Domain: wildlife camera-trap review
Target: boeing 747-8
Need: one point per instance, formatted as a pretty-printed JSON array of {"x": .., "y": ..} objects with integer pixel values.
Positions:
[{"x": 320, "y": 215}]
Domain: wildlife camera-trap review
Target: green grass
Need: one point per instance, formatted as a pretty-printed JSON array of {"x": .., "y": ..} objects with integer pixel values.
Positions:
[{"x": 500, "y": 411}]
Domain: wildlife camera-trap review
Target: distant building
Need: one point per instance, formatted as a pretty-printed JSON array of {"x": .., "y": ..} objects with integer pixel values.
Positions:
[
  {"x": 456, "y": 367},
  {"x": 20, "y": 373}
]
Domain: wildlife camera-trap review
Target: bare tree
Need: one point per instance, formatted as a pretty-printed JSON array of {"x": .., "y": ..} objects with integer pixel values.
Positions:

========================================================================

**Exercise prompt**
Every record above must be duplicated exactly.

**Answer section**
Domain: wildlife camera-trap review
Target: boeing 747-8
Need: one point per instance, formatted as a pretty-printed JSON array of {"x": .., "y": ..} objects with integer pixel values.
Positions:
[{"x": 320, "y": 215}]
Domain: wildlife camera-trap review
Target: green grass
Need: one point per instance, formatted as a pretty-printed JSON array of {"x": .., "y": ..} objects with integer pixel values.
Positions:
[{"x": 500, "y": 411}]
Domain: wildlife camera-trap review
Target: distant building
Need: one point per instance, formatted as a pretty-printed JSON array of {"x": .., "y": ..} objects with integer pixel values.
Positions:
[
  {"x": 456, "y": 367},
  {"x": 20, "y": 373}
]
Domain: wildlife camera-trap review
Target: bare tree
Need: one point per instance, formatted as a pretty-printed JSON array of {"x": .., "y": ..} objects with integer pixel values.
Positions:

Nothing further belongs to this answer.